> _WORK ORDER_: Any picture among the records should be left out, please; retype the rest exactly.
(DATASET CONTENT)
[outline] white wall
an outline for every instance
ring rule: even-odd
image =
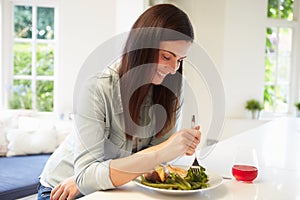
[[[249,98],[263,97],[266,0],[170,0],[185,10],[196,40],[221,73],[226,116],[247,117]]]
[[[106,40],[129,31],[144,7],[141,0],[60,1],[58,113],[72,112],[75,81],[87,57]]]
[[[170,0],[169,2],[188,14],[194,27],[195,42],[207,51],[220,70],[223,66],[226,0]]]
[[[263,100],[266,0],[227,0],[223,80],[227,116],[245,117],[246,100]]]
[[[68,113],[72,111],[74,84],[81,65],[99,44],[116,32],[116,1],[60,1],[59,22],[55,110]]]
[[[0,72],[0,105],[3,105],[3,108],[7,107],[8,104],[8,94],[4,90],[6,90],[7,84],[9,83],[8,80],[12,79],[13,76],[13,70],[10,70],[9,66],[12,66],[12,60],[10,59],[4,59],[4,58],[9,58],[10,57],[10,52],[13,51],[13,46],[12,46],[12,39],[11,35],[13,34],[13,30],[10,26],[10,22],[12,21],[12,15],[10,14],[10,10],[12,9],[12,4],[9,1],[2,1],[1,2],[1,34],[0,34],[0,42],[1,44],[6,47],[2,48],[0,53],[0,67],[1,67],[1,72]],[[4,31],[5,30],[5,31]],[[9,83],[10,84],[10,83]],[[2,102],[1,102],[2,101]],[[0,106],[0,109],[3,109]]]
[[[224,12],[226,1],[219,0],[170,0],[185,11],[194,27],[195,41],[208,54],[220,72],[223,66]],[[216,6],[218,5],[218,6]],[[187,58],[189,60],[189,58]],[[212,99],[205,85],[205,78],[197,76],[192,67],[184,66],[186,82],[193,85],[193,90],[185,91],[183,126],[190,125],[192,114],[198,115],[198,123],[203,133],[212,123]],[[195,87],[196,86],[196,87]],[[186,89],[189,89],[186,87]]]
[[[116,33],[130,31],[145,7],[143,0],[116,0]]]
[[[2,14],[3,11],[3,6],[2,4],[0,3],[0,44],[3,44],[3,36],[2,36],[2,33],[3,33],[3,30],[2,30],[2,19],[4,17],[4,15]],[[2,65],[3,65],[3,50],[0,49],[0,94],[4,94],[3,93],[3,89],[4,89],[4,74],[3,74],[3,70],[2,70]],[[3,109],[3,103],[4,102],[4,96],[1,95],[0,96],[0,110]]]

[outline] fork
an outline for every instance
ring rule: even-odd
[[[195,128],[195,121],[196,121],[195,115],[192,115],[191,128]],[[194,159],[194,162],[191,166],[191,169],[192,169],[193,173],[200,173],[200,164],[198,163],[196,153],[195,153],[195,159]]]
[[[170,172],[169,172],[169,169],[168,169],[168,164],[167,164],[167,162],[163,162],[163,163],[161,163],[160,165],[164,168],[164,171],[165,171],[166,176],[169,176]]]
[[[191,169],[192,169],[193,173],[200,173],[200,168],[201,168],[201,166],[198,163],[197,156],[195,154],[195,159],[194,159],[193,165],[191,166]]]

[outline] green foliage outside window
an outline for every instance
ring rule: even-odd
[[[14,44],[14,75],[31,75],[32,49],[30,43]]]
[[[32,37],[32,7],[14,7],[14,29],[17,38]]]
[[[274,47],[273,43],[270,41],[273,30],[271,28],[267,28],[266,31],[266,56],[265,56],[265,83],[271,83],[271,85],[265,85],[264,88],[264,106],[266,111],[272,110],[274,106],[274,96],[275,96],[275,86],[274,86],[274,63],[269,59],[267,54],[270,52],[276,51],[276,47]]]
[[[31,6],[14,6],[14,34],[15,38],[54,39],[54,8],[37,7],[37,35],[32,36]],[[14,43],[14,75],[25,76],[14,78],[9,98],[11,109],[37,109],[38,111],[53,111],[53,80],[38,80],[41,76],[54,75],[54,45],[40,43],[35,46],[35,60],[32,60],[32,45],[30,42]],[[36,79],[32,77],[32,63],[35,63]],[[32,88],[35,81],[35,88]],[[36,108],[33,108],[33,99]]]
[[[22,51],[24,46],[30,44],[15,45],[15,68],[14,73],[24,74],[24,68],[18,66],[28,66],[31,69],[31,52]],[[45,44],[43,44],[45,45]],[[53,48],[47,48],[47,50],[37,51],[36,59],[39,61],[37,65],[37,74],[41,75],[53,75]],[[38,49],[39,50],[39,49]],[[30,60],[30,63],[28,62]],[[28,68],[26,68],[28,69]],[[25,70],[26,71],[26,70]],[[28,71],[29,72],[29,69]],[[31,73],[25,73],[31,74]],[[13,85],[13,94],[9,101],[9,107],[11,109],[32,109],[32,92],[31,81],[27,80],[15,80]],[[36,96],[37,96],[37,109],[39,111],[53,111],[53,81],[37,81]]]
[[[54,39],[54,9],[39,7],[37,9],[37,38]]]
[[[279,5],[280,3],[280,5]],[[285,19],[288,21],[293,20],[293,3],[294,0],[268,0],[267,16],[274,19]],[[277,52],[277,47],[271,41],[272,35],[276,35],[279,28],[267,28],[266,30],[266,46],[265,46],[265,77],[264,82],[267,83],[264,88],[264,106],[266,111],[272,111],[274,108],[275,100],[286,103],[286,99],[281,96],[282,88],[277,85],[275,88],[275,63],[268,57],[268,55]],[[277,41],[278,42],[278,38]],[[276,43],[275,42],[275,43]],[[277,102],[276,101],[276,102]]]
[[[53,76],[54,74],[54,46],[51,44],[38,44],[36,54],[36,74],[40,76]]]
[[[280,5],[279,5],[280,2]],[[275,19],[293,20],[294,0],[268,0],[268,17]],[[280,14],[279,14],[280,13]]]
[[[32,7],[14,7],[14,32],[16,38],[32,38]],[[37,38],[54,39],[54,8],[37,8]]]
[[[53,81],[37,81],[37,109],[53,111]]]
[[[15,80],[8,104],[10,109],[32,109],[31,81]]]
(End DATASET CONTENT)
> _EXERCISE OUTPUT_:
[outline] white wall
an outline for every instance
ring rule: even-odd
image =
[[[249,98],[263,97],[266,0],[170,0],[185,10],[196,40],[221,73],[226,116],[247,117]]]
[[[106,40],[129,31],[144,7],[141,0],[60,1],[58,113],[72,112],[75,81],[87,57]]]
[[[170,0],[169,2],[188,14],[194,27],[195,42],[207,51],[220,70],[223,66],[226,0]]]
[[[263,100],[266,0],[227,0],[223,80],[227,116],[245,117],[246,100]]]
[[[68,113],[72,111],[74,84],[81,65],[99,44],[116,32],[116,1],[60,1],[59,22],[55,110]]]
[[[0,72],[0,105],[3,105],[3,108],[7,107],[8,104],[8,94],[4,90],[6,90],[7,84],[9,83],[8,80],[12,79],[13,76],[13,70],[10,70],[9,66],[12,66],[12,60],[10,59],[4,59],[4,58],[9,58],[10,57],[10,52],[13,51],[13,46],[12,46],[12,39],[11,35],[13,34],[13,30],[10,26],[10,22],[12,21],[12,15],[10,14],[10,10],[12,9],[12,4],[9,1],[2,1],[1,2],[1,34],[0,34],[0,42],[1,44],[6,47],[2,48],[0,53],[0,67],[1,67],[1,72]],[[4,31],[5,30],[5,31]],[[9,83],[10,84],[10,83]],[[2,102],[1,102],[2,101]],[[0,106],[0,109],[3,109]]]
[[[224,12],[226,1],[219,0],[170,0],[185,11],[194,27],[195,41],[208,54],[220,72],[223,66]],[[216,6],[218,5],[218,6]],[[187,58],[189,60],[189,58]],[[212,99],[205,85],[205,78],[197,76],[192,67],[184,66],[186,82],[193,85],[193,90],[185,91],[183,126],[190,125],[192,114],[198,115],[198,123],[203,133],[212,123]],[[195,87],[196,86],[196,87]],[[186,89],[189,89],[186,87]]]
[[[116,33],[130,31],[145,7],[143,0],[116,0]]]
[[[2,14],[3,11],[3,6],[2,4],[0,3],[0,44],[3,44],[3,36],[2,36],[2,33],[3,33],[3,30],[2,30],[2,19],[4,17],[4,15]],[[2,65],[3,65],[3,50],[0,49],[0,94],[4,94],[3,93],[3,89],[4,89],[4,74],[3,74],[3,70],[2,70]],[[3,109],[3,103],[4,102],[4,96],[1,95],[0,96],[0,110]]]

[outline] fork
an outline for every instance
ring rule: even-odd
[[[195,128],[195,121],[196,121],[195,115],[192,115],[191,128]],[[194,159],[194,162],[191,166],[191,169],[192,169],[193,173],[200,173],[200,164],[198,163],[196,153],[195,153],[195,159]]]
[[[170,172],[169,172],[169,169],[168,169],[168,164],[167,164],[167,162],[163,162],[163,163],[161,163],[160,165],[164,168],[164,171],[165,171],[166,176],[169,176]]]
[[[191,169],[192,169],[193,173],[200,173],[200,168],[201,168],[201,166],[198,163],[197,156],[195,154],[195,159],[194,159],[193,165],[191,166]]]

[outline] green foliage outside window
an outline for every instance
ring rule: even-odd
[[[14,44],[14,75],[31,75],[32,49],[30,43]]]
[[[32,37],[32,7],[14,7],[14,29],[17,38]]]
[[[274,47],[273,43],[270,41],[273,30],[271,28],[267,28],[266,31],[266,56],[265,56],[265,83],[271,83],[271,85],[265,85],[264,88],[264,106],[266,111],[272,110],[274,106],[274,96],[275,96],[275,86],[274,86],[274,63],[269,59],[267,54],[270,52],[276,51],[276,47]]]
[[[31,6],[14,6],[14,34],[15,38],[54,39],[54,8],[37,7],[37,35],[32,36]],[[14,43],[14,75],[25,76],[14,78],[9,98],[11,109],[37,109],[38,111],[53,111],[53,80],[38,80],[41,76],[54,75],[54,45],[40,43],[35,46],[35,60],[32,60],[32,45],[30,42]],[[36,79],[32,77],[32,63],[35,63]],[[32,88],[35,81],[35,88]],[[36,108],[33,108],[33,99]]]
[[[22,51],[24,46],[30,44],[15,45],[15,68],[14,73],[24,74],[24,68],[18,66],[28,66],[31,69],[31,52]],[[45,44],[43,44],[45,45]],[[53,48],[47,48],[47,50],[37,51],[36,59],[39,61],[37,65],[37,74],[41,75],[53,75]],[[38,49],[39,50],[39,49]],[[30,60],[30,63],[28,62]],[[28,68],[26,68],[28,69]],[[25,70],[26,71],[26,70]],[[28,71],[29,72],[29,69]],[[31,73],[25,73],[31,74]],[[13,85],[13,94],[9,101],[9,107],[11,109],[32,109],[32,92],[31,81],[27,80],[15,80]],[[36,96],[37,96],[37,109],[39,111],[53,111],[53,81],[37,81]]]
[[[54,39],[54,9],[39,7],[37,9],[37,38]]]
[[[279,5],[280,3],[280,5]],[[285,19],[288,21],[293,20],[293,3],[294,0],[268,0],[267,16],[274,19]],[[277,52],[277,47],[271,41],[272,35],[276,35],[279,28],[267,28],[266,30],[266,46],[265,46],[265,77],[264,82],[267,83],[264,88],[264,106],[266,111],[272,111],[274,108],[275,100],[286,103],[286,99],[281,96],[282,88],[277,85],[275,88],[275,63],[268,57],[268,55]],[[277,41],[278,42],[278,38]],[[276,43],[275,42],[275,43]],[[277,102],[276,101],[276,102]]]
[[[53,76],[54,74],[54,46],[51,44],[38,44],[36,54],[36,74],[40,76]]]
[[[280,5],[279,5],[280,2]],[[275,19],[293,20],[294,0],[268,0],[268,17]],[[280,14],[279,14],[280,13]]]
[[[32,7],[14,7],[14,32],[16,38],[32,38]],[[37,38],[54,39],[54,8],[37,8]]]
[[[53,81],[37,81],[37,109],[53,111]]]
[[[15,80],[8,104],[10,109],[32,109],[31,81]]]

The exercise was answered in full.